Texte source:
--------------------------------------------------

Après quelques jours, les gens de métier sont affectés aux ateliers de réparation et d’entretien. C’est mon cas et je passe sous les ordres d’un Allemand pas très commode, pour des travaux de forge, de rivetage, de coupe au chalumeau. Des camarades des chantiers nazairiens,(il y en a cinq ou six), s’y reconnaissent parfaitement.
Nous nous organisons au mieux dans cette vie bien monotone. Bientôt nous pourrons écrire à nos familles une lettre mensuelle qui comporte un coupon-réponse et nous aurons ainsi le grand réconfort de quelques nouvelles mais bien abrégées car la censure allemande veille. Nous recevons aussi des colis de nos familles, puis, plus tard, de la Croix Rouge et enfin des colis-rations de l’armée américaine avec le chocolat et le café en poudre : régal inconnu de nous jusque là.
Malgré ces quelques lueurs, notre moral est au plus bas ; surtout durant l’année 1942 qui voit les Allemands parvenus aux portes de Moscou et les Italiens victorieux en Afrique.
Nos gardiens, après quelques temps, se sont bien humanisés et nous laissent mener une vie paisible. Nos heures de loisirs se passent en jeux de cartes, théâtre, etc.
Mais voilà qu’un camarade, un Nazairien, s’évade avec l’aide de son frère venu en Allemagne en travailleur libre. Un nouveau poste arrive sous les ordres d’un petit sous-off particulièrement haineux et c’est l’enfer. Réveil en pleine nuit, douches, "pelotte" (c’est-à-dire course autour des baraquements avec force coups de pied et de crosse pour ceux qui ralentissent). Les temps de loisir se passent en appels, debout, immobiles dans la cour par tous les temps. Un camarade d’origine polonaise qu’ils ont pris plus particulièrement en grippe, ne le supportera pas et se pendra. Notre aumônier réussira à porter plainte au Stalag et après quelques mois le poste sera changé et nous retrouverons la paix.

--------------------------------------------------

Jeu de données:
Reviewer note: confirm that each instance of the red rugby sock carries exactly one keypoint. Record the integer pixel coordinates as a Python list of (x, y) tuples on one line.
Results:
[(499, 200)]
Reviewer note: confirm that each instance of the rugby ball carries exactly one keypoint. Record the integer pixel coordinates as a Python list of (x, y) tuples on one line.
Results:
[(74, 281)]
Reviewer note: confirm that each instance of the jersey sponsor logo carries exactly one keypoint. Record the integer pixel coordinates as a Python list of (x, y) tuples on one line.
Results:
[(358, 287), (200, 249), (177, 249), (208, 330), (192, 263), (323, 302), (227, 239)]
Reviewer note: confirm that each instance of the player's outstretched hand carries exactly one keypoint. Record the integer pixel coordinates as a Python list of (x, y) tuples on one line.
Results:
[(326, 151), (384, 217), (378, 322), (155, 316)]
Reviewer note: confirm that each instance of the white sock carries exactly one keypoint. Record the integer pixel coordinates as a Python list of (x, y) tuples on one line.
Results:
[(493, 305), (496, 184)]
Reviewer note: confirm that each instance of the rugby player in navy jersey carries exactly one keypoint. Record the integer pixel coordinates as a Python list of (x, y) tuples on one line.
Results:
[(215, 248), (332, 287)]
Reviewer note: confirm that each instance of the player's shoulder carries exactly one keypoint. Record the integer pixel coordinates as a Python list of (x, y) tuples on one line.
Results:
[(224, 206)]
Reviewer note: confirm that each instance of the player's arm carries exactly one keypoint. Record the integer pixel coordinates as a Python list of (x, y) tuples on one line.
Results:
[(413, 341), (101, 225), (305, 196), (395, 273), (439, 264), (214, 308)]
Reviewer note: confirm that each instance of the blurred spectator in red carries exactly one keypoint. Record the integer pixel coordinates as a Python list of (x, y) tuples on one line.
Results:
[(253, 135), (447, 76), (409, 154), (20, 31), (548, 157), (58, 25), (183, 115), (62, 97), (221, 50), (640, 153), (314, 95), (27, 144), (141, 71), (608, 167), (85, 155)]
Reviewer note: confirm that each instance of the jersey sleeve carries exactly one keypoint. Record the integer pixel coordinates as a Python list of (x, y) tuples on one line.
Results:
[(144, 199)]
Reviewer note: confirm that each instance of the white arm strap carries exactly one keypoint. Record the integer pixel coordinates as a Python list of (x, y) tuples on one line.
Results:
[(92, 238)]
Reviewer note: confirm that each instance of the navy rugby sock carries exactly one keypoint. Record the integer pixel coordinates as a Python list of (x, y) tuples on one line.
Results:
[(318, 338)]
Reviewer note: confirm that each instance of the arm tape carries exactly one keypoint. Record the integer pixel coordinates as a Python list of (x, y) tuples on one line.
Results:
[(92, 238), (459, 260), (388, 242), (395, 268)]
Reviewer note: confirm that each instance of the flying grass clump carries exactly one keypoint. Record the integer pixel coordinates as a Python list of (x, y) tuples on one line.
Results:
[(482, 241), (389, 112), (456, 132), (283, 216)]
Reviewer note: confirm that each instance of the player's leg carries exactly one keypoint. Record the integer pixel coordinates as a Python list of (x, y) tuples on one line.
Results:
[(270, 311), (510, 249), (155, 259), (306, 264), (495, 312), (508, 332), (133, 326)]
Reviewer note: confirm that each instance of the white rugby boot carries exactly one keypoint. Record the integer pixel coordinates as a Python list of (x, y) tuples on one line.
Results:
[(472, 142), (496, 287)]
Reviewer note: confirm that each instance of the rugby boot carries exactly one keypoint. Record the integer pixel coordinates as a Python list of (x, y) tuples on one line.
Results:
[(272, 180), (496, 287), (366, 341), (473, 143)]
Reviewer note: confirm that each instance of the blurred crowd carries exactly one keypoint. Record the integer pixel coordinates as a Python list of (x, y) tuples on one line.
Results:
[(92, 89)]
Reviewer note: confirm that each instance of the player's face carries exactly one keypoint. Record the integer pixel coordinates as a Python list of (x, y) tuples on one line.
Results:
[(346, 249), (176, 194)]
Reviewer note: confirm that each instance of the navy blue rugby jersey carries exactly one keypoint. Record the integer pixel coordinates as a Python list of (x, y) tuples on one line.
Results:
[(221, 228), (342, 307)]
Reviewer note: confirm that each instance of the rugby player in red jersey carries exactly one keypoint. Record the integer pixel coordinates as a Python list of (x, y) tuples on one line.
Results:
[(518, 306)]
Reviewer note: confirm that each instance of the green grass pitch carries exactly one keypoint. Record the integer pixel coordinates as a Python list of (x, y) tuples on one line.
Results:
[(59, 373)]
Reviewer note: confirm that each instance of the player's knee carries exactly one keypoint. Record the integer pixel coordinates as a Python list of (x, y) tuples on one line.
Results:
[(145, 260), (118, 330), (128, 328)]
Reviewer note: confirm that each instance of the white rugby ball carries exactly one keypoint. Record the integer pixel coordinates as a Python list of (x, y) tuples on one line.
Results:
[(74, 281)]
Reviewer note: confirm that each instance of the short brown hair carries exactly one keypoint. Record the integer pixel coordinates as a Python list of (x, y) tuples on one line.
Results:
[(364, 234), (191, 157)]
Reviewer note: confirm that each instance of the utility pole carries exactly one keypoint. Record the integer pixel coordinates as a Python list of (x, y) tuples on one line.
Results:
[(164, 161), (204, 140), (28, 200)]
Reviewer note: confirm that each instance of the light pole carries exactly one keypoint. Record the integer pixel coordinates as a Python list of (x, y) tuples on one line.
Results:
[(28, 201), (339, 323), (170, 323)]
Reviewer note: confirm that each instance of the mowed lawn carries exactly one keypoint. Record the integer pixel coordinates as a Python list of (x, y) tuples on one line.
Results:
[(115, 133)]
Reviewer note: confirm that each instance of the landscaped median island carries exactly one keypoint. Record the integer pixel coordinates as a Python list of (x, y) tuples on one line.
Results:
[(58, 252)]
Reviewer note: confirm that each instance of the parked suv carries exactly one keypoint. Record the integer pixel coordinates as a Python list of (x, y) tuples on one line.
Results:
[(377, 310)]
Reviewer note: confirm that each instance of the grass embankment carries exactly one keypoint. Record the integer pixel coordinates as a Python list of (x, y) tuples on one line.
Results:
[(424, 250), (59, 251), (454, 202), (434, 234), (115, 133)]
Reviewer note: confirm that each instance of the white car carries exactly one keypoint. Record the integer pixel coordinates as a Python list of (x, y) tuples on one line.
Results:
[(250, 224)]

--------------------------------------------------

À faire:
• A. Présentez sous forme de liste le paragraphe du texte source qui commence par « Nous nous organisons au mieux », en conservant ses faits principaux.
• B. D'après le texte source, que contenaient les colis-rations de l'armée américaine ?
• C. Recopiez le passage du texte source qui commence par "Malgré ces quelques" et se termine par "victorieux en Afrique.".

Réponses:
• A.
- Les prisonniers s'organisent au mieux dans une vie monotone.
- Ils pourront bientôt écrire chaque mois à leur famille une lettre avec coupon-réponse.
- Les nouvelles reçues sont brèves à cause de la censure allemande.
- Ils reçoivent des colis de leurs familles, puis de la Croix Rouge.
- Ils reçoivent enfin des colis-rations de l'armée américaine, avec du chocolat et du café en poudre qu'ils ne connaissaient pas.

• B. Du chocolat et du café en poudre.

• C.
Malgré ces quelques lueurs, notre moral est au plus bas ; surtout durant l’année 1942 qui voit les Allemands parvenus aux portes de Moscou et les Italiens victorieux en Afrique.